**Referring expression data**
[Start of section]

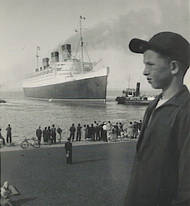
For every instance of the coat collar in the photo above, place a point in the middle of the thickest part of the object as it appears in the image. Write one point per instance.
(178, 99)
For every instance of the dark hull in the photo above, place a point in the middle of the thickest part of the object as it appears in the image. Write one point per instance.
(91, 88)
(123, 100)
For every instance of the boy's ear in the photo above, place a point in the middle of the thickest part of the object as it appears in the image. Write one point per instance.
(174, 67)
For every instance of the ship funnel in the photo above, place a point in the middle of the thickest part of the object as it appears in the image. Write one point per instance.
(55, 56)
(137, 93)
(66, 51)
(45, 62)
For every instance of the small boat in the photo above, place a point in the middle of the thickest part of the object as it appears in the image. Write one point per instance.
(132, 97)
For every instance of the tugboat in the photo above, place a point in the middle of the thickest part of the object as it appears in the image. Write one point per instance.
(132, 97)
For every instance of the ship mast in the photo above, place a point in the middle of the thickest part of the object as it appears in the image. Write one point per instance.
(37, 57)
(82, 43)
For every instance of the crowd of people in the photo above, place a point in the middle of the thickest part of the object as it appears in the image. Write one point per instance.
(97, 131)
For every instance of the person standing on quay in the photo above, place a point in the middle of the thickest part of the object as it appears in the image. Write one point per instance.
(9, 134)
(53, 134)
(39, 134)
(161, 170)
(59, 131)
(68, 150)
(72, 132)
(78, 138)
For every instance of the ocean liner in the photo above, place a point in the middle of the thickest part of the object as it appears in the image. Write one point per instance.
(64, 77)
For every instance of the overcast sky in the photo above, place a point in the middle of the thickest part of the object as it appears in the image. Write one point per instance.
(108, 28)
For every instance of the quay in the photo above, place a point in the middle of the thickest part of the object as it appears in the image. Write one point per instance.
(99, 174)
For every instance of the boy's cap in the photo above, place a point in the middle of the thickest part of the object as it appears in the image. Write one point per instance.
(170, 44)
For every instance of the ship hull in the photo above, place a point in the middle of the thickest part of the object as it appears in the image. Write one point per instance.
(89, 88)
(123, 100)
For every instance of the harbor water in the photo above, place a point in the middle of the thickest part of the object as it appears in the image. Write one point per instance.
(25, 115)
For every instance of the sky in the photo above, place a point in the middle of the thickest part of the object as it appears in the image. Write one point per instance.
(107, 30)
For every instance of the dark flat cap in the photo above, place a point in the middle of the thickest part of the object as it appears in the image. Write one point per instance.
(167, 43)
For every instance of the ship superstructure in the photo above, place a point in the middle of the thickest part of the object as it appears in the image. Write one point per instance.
(67, 77)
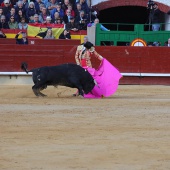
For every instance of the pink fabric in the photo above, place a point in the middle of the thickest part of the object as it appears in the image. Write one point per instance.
(107, 78)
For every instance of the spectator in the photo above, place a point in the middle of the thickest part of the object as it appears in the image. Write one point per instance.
(43, 15)
(155, 17)
(37, 6)
(84, 6)
(59, 10)
(72, 25)
(25, 4)
(56, 18)
(58, 21)
(31, 11)
(167, 43)
(1, 11)
(23, 40)
(51, 5)
(48, 20)
(71, 9)
(20, 15)
(19, 6)
(12, 13)
(78, 9)
(66, 17)
(65, 5)
(96, 21)
(156, 44)
(49, 34)
(3, 23)
(35, 19)
(22, 25)
(82, 21)
(65, 35)
(2, 35)
(6, 8)
(12, 23)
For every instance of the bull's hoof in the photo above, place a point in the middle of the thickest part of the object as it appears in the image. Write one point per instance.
(75, 95)
(81, 97)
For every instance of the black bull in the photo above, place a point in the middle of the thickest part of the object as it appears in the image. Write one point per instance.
(70, 75)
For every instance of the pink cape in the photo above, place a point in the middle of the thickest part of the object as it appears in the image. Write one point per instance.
(107, 78)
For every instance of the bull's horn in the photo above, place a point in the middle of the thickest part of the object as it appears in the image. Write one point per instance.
(96, 83)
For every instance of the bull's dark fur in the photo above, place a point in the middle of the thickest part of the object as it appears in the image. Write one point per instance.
(70, 75)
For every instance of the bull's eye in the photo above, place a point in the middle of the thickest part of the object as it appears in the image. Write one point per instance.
(38, 77)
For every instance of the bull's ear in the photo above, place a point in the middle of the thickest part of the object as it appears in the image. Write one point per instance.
(95, 83)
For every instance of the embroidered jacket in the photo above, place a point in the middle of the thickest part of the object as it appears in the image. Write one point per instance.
(84, 55)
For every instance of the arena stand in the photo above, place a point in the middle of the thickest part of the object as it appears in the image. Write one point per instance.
(138, 65)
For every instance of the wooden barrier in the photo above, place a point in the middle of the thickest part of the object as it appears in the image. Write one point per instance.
(139, 65)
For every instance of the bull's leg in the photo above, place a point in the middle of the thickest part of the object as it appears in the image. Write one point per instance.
(36, 89)
(41, 94)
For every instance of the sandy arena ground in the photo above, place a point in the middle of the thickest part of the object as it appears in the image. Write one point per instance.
(128, 131)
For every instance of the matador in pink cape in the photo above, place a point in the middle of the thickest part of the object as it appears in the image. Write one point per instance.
(106, 76)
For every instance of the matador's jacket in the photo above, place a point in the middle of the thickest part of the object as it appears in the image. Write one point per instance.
(83, 56)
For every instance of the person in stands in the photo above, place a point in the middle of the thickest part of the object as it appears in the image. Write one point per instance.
(2, 35)
(72, 25)
(23, 40)
(49, 34)
(65, 35)
(12, 23)
(22, 25)
(3, 23)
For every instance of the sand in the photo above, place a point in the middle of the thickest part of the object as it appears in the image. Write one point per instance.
(127, 131)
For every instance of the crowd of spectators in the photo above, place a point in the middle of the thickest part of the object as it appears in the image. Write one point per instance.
(16, 14)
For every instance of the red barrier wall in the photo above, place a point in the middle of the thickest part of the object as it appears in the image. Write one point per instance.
(126, 59)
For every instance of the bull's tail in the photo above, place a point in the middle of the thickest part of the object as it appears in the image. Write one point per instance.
(24, 67)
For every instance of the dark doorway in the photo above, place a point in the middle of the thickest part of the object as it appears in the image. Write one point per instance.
(125, 14)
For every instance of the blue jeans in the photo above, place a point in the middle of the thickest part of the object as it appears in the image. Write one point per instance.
(155, 27)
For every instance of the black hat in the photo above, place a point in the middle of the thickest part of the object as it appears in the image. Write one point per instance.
(88, 45)
(71, 17)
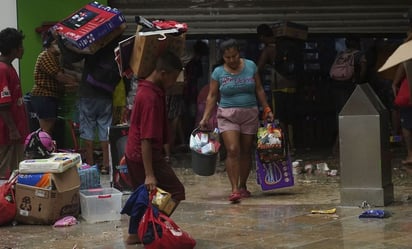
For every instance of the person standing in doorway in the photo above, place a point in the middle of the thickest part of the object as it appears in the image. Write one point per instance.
(237, 82)
(13, 118)
(49, 84)
(283, 88)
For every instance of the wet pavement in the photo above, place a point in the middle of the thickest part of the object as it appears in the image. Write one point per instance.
(268, 219)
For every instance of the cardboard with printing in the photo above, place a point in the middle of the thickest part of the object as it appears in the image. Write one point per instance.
(89, 24)
(290, 30)
(57, 163)
(45, 206)
(149, 45)
(102, 42)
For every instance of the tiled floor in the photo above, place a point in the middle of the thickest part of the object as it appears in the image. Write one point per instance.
(272, 219)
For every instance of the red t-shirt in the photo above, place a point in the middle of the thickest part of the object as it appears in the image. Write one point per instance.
(148, 121)
(10, 94)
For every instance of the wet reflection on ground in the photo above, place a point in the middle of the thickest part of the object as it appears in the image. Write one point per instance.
(272, 219)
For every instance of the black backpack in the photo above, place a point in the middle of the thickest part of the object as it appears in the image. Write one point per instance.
(289, 58)
(102, 70)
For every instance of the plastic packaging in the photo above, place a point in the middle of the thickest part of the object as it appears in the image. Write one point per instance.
(375, 213)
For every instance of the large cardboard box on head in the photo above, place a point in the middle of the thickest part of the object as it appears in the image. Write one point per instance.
(149, 45)
(89, 24)
(45, 206)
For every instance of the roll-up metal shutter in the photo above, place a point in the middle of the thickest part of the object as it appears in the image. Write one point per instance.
(217, 17)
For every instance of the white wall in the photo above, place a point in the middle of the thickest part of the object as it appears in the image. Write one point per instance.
(8, 18)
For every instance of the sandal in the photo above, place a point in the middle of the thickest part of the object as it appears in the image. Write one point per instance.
(244, 193)
(235, 197)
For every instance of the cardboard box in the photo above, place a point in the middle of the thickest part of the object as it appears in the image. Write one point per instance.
(45, 206)
(149, 45)
(57, 163)
(89, 24)
(101, 204)
(290, 30)
(102, 42)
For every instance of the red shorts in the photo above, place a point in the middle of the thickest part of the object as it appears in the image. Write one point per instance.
(244, 120)
(165, 176)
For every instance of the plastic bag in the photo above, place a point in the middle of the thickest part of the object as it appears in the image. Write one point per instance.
(8, 206)
(161, 232)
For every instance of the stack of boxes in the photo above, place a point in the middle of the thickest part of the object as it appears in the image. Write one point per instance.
(48, 189)
(91, 27)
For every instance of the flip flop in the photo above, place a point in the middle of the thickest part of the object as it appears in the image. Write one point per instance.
(405, 162)
(235, 197)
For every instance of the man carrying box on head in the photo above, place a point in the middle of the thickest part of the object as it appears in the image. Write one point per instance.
(148, 133)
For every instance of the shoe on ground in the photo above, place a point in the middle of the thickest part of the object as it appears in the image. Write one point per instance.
(244, 193)
(235, 197)
(104, 170)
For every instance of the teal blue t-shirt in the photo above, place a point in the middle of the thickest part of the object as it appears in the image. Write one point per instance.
(237, 90)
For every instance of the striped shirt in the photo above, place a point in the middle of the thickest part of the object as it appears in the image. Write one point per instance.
(45, 70)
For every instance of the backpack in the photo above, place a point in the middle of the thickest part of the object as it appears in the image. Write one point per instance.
(102, 70)
(343, 68)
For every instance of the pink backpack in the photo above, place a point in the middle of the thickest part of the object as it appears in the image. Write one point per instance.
(343, 68)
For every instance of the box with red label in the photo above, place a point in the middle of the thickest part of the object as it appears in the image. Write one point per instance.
(89, 24)
(44, 206)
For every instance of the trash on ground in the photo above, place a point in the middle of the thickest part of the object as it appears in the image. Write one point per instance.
(375, 213)
(66, 221)
(326, 211)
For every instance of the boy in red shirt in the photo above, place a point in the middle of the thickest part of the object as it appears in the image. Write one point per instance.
(13, 118)
(148, 133)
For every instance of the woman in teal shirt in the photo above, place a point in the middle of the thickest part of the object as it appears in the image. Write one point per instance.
(237, 83)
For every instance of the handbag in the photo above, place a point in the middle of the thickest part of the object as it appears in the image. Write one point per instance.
(403, 97)
(8, 206)
(161, 232)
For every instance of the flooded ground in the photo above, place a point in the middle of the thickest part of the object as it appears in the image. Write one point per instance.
(272, 219)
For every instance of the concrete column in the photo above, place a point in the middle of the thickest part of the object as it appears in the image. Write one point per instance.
(364, 150)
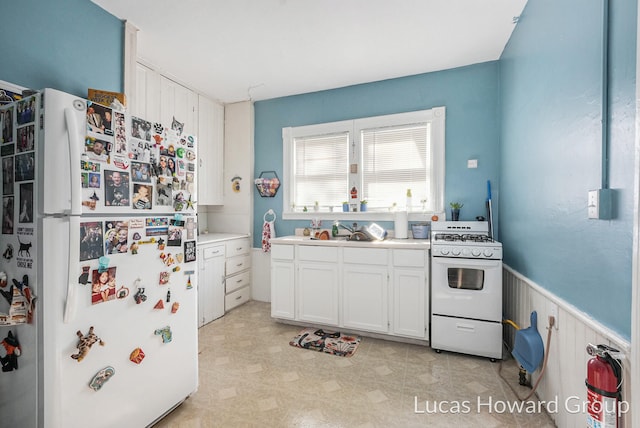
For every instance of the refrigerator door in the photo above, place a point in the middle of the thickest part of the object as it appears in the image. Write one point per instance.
(100, 161)
(19, 324)
(140, 304)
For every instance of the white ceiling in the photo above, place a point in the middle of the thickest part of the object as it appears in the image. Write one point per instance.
(234, 50)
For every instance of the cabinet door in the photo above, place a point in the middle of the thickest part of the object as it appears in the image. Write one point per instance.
(146, 104)
(282, 289)
(211, 284)
(210, 151)
(365, 298)
(179, 102)
(410, 308)
(317, 288)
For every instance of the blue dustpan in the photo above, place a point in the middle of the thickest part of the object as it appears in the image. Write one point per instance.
(528, 348)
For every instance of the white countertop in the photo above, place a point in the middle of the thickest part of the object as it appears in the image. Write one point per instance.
(423, 244)
(207, 238)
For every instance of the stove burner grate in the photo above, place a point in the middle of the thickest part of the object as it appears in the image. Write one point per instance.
(467, 237)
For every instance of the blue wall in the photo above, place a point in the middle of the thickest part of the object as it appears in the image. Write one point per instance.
(551, 154)
(471, 97)
(69, 45)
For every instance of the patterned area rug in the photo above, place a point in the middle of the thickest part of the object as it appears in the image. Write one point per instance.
(333, 343)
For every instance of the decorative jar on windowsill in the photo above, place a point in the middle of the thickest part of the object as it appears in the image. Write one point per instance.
(455, 210)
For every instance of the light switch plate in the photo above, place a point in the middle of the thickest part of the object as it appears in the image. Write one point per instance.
(599, 204)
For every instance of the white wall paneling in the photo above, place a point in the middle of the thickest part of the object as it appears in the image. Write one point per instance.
(566, 370)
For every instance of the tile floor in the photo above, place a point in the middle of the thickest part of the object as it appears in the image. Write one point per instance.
(251, 377)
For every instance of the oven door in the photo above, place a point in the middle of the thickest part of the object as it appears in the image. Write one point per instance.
(466, 288)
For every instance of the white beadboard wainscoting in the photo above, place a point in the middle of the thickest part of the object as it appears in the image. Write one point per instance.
(564, 379)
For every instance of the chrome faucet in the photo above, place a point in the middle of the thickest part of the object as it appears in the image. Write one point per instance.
(350, 229)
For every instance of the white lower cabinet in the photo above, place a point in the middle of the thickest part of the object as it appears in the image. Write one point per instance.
(283, 275)
(365, 289)
(410, 298)
(211, 295)
(237, 273)
(317, 285)
(377, 290)
(410, 314)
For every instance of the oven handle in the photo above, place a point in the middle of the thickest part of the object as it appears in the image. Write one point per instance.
(455, 261)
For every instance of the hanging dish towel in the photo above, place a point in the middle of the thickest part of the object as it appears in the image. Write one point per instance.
(268, 230)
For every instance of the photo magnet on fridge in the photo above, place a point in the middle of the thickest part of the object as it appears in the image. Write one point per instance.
(6, 125)
(103, 285)
(189, 251)
(142, 196)
(26, 111)
(140, 128)
(97, 149)
(91, 241)
(116, 188)
(99, 118)
(7, 175)
(116, 237)
(26, 138)
(25, 166)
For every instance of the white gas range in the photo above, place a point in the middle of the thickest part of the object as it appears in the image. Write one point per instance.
(466, 289)
(464, 239)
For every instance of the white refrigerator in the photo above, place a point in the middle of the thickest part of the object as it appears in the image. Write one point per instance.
(98, 312)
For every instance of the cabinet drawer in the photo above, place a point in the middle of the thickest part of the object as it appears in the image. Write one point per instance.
(236, 247)
(213, 251)
(414, 258)
(282, 252)
(236, 298)
(235, 282)
(237, 264)
(318, 254)
(366, 256)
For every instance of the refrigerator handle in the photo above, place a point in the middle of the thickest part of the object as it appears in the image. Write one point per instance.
(75, 153)
(74, 256)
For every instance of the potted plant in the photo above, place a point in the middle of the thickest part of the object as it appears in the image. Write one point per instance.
(455, 210)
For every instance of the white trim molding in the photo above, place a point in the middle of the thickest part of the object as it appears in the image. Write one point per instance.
(634, 384)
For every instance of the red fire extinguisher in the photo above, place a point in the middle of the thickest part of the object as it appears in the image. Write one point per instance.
(604, 378)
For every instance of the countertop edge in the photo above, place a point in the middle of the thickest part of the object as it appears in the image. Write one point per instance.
(212, 238)
(410, 243)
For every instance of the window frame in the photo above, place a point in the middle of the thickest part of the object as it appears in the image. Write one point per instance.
(436, 116)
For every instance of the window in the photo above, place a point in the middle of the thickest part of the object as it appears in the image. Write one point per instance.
(378, 157)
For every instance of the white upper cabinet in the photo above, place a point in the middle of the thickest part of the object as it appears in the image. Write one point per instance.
(180, 103)
(211, 152)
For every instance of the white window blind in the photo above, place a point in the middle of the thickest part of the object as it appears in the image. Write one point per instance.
(377, 158)
(321, 171)
(395, 159)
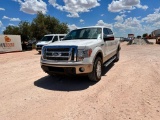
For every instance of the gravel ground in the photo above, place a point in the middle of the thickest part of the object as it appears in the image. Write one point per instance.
(129, 89)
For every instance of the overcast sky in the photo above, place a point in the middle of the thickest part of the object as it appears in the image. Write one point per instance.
(122, 16)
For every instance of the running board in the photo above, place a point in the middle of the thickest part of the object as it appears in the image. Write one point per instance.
(109, 62)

[End of section]

**Problem to solve**
Only the line containing "For every instance of the gravel" and the lines after it, up to and including the last line of the data, should appear in the answer, exactly as written.

**Task output**
For every instance of the gravel ground in the photo above, place a point in the middle of the thickest part of the object as it appears in the image. Write one point per instance.
(129, 89)
For every instance of the overcast sky in the photo above, place a point in the middle of the thickest part of the object as it appears in the image. Write one point per instance.
(122, 16)
For every instance of the running board in the photo above, place a point in the middle of the thickest part of the object as it appears in the image. Write one point per instance.
(109, 62)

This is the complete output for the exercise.